▸ **抜粋**
------------------------------------

外山圭一郎:連載「50歳からのゲーム会社の作り方」第4回
2020年12月3日,「SILENT HILL」や「SIREN」,「GRAVITY DAZE」といったヒット作のディレクションを手がけてきたクリエイターの外山圭一郎氏が,ソニー・インタラクティブエンタテインメントを離れ,新会社「Bokeh Game Studio」を設立したという発表が行われた。これまで大手ゲーム会社に所属していた外山氏が,どうやって会社を設立したのか,また,そこにはどんな思いがあったのかなどを語っていく。
「50歳からのゲーム会社の作り方」第3回はこちら2020年夏:不退
本来であればオリンピックが開催されるはずだったが,世間の空気感同様天気も冴えず,ほどほどに涼しい日々が続いていた。開催されていれば,猛暑対策も杞憂で済んだのではなかろうか……なんてことを思っていたりした。(その後8月に入ると一転して記録的酷暑だったが)。
そんなとある日,佐藤と共に虎ノ門を訪問していた。迎えてくれたのは,ビル・リッチ氏。それまで直接の関りはなかったものの,かつてSIEに在籍されていたこともあり存じていた。

------------------------------------

(データソースからの項目)
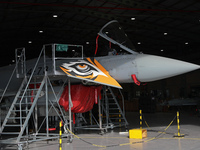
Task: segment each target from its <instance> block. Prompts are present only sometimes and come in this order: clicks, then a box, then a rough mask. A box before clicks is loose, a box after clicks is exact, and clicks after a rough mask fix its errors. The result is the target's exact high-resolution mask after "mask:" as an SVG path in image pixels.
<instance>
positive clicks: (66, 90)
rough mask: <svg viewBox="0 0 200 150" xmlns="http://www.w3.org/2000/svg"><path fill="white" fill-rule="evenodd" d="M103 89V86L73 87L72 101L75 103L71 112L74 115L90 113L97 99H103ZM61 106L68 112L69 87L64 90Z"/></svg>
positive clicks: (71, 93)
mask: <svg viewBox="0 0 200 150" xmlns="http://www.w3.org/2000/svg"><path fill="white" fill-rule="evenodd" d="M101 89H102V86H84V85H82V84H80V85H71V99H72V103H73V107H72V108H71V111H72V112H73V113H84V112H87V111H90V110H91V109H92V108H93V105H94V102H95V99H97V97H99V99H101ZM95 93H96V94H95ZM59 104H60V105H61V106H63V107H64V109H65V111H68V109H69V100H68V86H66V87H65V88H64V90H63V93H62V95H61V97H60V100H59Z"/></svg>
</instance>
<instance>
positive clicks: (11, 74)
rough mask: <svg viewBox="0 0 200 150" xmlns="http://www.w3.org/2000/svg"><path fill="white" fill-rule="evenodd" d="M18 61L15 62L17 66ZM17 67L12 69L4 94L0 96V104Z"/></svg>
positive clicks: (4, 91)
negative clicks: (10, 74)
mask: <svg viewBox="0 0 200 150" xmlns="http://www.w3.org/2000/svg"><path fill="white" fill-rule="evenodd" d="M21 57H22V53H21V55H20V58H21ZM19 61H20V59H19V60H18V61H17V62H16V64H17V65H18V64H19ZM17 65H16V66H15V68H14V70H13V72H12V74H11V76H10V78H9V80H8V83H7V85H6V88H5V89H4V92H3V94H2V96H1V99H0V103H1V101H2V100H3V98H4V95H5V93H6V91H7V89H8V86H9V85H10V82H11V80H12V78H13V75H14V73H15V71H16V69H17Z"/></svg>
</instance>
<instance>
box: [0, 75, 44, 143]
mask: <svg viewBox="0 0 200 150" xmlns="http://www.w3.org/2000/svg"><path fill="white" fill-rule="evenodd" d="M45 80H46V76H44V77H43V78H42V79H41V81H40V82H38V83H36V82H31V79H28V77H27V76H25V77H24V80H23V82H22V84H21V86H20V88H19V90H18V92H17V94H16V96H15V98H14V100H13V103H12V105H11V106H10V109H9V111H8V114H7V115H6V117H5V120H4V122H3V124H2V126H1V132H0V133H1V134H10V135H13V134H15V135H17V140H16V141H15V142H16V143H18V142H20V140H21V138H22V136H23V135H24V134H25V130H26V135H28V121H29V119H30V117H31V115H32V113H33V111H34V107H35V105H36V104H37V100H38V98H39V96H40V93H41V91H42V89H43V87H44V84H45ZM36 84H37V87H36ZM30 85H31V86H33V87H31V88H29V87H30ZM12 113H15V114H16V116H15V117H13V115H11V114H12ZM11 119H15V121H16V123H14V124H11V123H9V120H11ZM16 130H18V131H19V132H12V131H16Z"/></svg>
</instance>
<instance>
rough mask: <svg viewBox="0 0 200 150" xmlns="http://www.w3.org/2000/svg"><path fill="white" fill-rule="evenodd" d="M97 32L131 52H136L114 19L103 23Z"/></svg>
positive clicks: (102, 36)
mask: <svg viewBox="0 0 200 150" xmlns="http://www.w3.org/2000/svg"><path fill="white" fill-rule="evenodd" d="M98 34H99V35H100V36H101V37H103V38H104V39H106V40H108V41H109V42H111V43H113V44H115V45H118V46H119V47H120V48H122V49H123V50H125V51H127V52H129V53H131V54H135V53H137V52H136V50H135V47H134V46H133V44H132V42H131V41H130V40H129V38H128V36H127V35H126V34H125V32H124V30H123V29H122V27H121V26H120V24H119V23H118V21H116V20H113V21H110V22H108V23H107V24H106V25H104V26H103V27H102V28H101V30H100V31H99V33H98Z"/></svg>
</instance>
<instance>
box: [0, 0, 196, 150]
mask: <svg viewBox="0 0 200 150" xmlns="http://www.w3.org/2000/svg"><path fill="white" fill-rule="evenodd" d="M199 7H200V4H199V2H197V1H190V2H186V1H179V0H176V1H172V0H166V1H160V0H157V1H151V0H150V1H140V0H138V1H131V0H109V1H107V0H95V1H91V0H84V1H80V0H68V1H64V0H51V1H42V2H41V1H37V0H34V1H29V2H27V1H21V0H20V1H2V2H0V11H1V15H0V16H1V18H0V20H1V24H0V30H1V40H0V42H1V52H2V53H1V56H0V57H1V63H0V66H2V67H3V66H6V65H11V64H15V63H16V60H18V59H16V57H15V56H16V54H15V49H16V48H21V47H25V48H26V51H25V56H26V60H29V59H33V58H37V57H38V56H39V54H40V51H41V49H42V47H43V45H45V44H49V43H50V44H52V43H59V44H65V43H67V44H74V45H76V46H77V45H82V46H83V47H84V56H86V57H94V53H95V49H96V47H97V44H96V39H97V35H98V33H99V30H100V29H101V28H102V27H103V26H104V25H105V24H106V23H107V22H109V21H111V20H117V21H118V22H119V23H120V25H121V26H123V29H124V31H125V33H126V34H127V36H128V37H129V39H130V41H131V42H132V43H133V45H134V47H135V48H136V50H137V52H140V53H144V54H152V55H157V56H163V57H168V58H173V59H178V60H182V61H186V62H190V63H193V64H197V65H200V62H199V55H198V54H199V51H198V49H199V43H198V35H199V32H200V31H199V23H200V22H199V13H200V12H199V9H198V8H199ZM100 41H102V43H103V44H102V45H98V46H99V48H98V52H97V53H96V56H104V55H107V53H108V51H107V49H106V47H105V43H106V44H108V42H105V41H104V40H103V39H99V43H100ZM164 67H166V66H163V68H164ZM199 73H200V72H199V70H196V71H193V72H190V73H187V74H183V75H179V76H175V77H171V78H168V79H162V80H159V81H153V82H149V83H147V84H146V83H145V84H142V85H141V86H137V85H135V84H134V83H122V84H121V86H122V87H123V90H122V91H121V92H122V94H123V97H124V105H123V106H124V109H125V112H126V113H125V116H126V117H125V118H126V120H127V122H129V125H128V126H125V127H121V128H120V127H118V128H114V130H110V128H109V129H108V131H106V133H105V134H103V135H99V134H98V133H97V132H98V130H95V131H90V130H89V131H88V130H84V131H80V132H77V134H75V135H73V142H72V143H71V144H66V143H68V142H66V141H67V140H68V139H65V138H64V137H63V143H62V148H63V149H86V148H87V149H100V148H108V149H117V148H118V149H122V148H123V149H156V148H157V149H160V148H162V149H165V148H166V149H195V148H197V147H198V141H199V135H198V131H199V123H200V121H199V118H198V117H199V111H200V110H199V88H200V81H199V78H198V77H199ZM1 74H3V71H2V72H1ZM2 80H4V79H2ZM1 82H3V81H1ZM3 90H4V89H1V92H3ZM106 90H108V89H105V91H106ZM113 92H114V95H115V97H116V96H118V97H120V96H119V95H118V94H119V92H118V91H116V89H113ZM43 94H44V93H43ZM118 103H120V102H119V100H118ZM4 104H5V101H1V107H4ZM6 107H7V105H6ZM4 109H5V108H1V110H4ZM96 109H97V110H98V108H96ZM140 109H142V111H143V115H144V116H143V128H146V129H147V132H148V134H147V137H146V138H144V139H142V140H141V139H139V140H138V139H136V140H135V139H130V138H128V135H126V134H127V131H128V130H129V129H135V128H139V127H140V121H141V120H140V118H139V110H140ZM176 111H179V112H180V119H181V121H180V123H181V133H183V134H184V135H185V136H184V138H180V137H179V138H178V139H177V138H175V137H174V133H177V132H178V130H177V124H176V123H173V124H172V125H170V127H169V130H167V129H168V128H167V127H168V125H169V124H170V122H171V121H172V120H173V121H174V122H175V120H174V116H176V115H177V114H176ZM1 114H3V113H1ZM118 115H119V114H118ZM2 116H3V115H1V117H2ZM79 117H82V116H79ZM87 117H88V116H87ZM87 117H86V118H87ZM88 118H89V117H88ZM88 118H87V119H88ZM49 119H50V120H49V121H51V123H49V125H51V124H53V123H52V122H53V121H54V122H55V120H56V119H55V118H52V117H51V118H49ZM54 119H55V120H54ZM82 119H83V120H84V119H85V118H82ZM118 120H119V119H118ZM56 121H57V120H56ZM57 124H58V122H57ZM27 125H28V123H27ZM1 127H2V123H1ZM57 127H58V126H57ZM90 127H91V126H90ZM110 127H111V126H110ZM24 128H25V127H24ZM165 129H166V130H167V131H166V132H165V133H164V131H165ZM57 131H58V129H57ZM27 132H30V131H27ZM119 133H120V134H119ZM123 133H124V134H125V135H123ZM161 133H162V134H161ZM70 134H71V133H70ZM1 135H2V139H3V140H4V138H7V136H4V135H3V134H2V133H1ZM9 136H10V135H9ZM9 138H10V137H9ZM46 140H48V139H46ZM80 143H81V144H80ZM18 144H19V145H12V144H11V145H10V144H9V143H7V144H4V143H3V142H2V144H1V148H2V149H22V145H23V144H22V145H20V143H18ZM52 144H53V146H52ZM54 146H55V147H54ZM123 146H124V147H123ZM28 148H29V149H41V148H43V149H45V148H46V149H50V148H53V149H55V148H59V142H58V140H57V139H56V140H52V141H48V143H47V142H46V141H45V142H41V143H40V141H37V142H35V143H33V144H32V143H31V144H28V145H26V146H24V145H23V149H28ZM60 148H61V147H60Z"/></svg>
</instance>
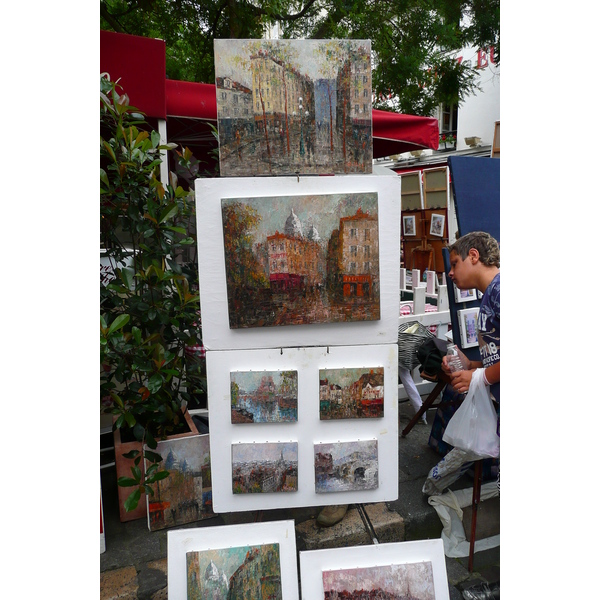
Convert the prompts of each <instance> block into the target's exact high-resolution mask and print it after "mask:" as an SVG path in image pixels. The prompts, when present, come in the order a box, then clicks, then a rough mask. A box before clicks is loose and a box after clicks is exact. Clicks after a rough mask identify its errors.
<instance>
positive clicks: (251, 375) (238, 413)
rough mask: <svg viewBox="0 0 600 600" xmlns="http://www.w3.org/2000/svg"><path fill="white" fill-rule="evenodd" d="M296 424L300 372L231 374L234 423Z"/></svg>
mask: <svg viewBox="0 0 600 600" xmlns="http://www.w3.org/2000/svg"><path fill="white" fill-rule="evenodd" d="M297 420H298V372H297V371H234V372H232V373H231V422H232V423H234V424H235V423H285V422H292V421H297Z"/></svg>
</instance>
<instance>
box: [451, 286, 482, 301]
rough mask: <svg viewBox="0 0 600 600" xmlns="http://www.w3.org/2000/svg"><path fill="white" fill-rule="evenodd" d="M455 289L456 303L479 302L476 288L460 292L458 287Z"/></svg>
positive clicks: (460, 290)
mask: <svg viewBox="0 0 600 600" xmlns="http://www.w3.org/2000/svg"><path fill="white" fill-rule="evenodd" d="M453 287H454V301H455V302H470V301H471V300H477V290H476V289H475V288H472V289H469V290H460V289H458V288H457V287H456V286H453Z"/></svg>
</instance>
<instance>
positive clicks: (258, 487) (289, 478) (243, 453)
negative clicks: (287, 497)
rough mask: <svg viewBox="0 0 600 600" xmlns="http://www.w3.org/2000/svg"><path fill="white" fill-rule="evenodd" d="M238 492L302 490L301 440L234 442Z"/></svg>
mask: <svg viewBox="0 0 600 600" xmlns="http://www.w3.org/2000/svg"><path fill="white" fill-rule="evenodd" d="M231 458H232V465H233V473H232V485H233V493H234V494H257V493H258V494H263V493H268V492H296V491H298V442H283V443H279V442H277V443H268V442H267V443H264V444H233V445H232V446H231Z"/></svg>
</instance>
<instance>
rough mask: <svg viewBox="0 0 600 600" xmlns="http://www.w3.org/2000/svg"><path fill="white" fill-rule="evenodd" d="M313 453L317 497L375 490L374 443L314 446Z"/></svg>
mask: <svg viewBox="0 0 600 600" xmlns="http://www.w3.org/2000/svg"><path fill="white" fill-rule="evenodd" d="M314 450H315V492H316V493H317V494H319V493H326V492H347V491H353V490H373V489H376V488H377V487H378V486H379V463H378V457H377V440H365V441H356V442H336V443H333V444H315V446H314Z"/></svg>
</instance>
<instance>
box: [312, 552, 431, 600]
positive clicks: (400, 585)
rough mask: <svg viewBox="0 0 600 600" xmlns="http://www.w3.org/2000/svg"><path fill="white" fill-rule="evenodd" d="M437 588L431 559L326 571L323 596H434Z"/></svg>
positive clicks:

------------------------------------

▸ **課題**
上の抜粋を、一字も変えずに最初から最後まで繰り返す。 上の行は使わない。

▸ **解答例**
外山圭一郎:連載「50歳からのゲーム会社の作り方」第4回
2020年12月3日,「SILENT HILL」や「SIREN」,「GRAVITY DAZE」といったヒット作のディレクションを手がけてきたクリエイターの外山圭一郎氏が,ソニー・インタラクティブエンタテインメントを離れ,新会社「Bokeh Game Studio」を設立したという発表が行われた。これまで大手ゲーム会社に所属していた外山氏が,どうやって会社を設立したのか,また,そこにはどんな思いがあったのかなどを語っていく。
「50歳からのゲーム会社の作り方」第3回はこちら2020年夏:不退
本来であればオリンピックが開催されるはずだったが,世間の空気感同様天気も冴えず,ほどほどに涼しい日々が続いていた。開催されていれば,猛暑対策も杞憂で済んだのではなかろうか……なんてことを思っていたりした。(その後8月に入ると一転して記録的酷暑だったが)。
そんなとある日,佐藤と共に虎ノ門を訪問していた。迎えてくれたのは,ビル・リッチ氏。それまで直接の関りはなかったものの,かつてSIEに在籍されていたこともあり存じていた。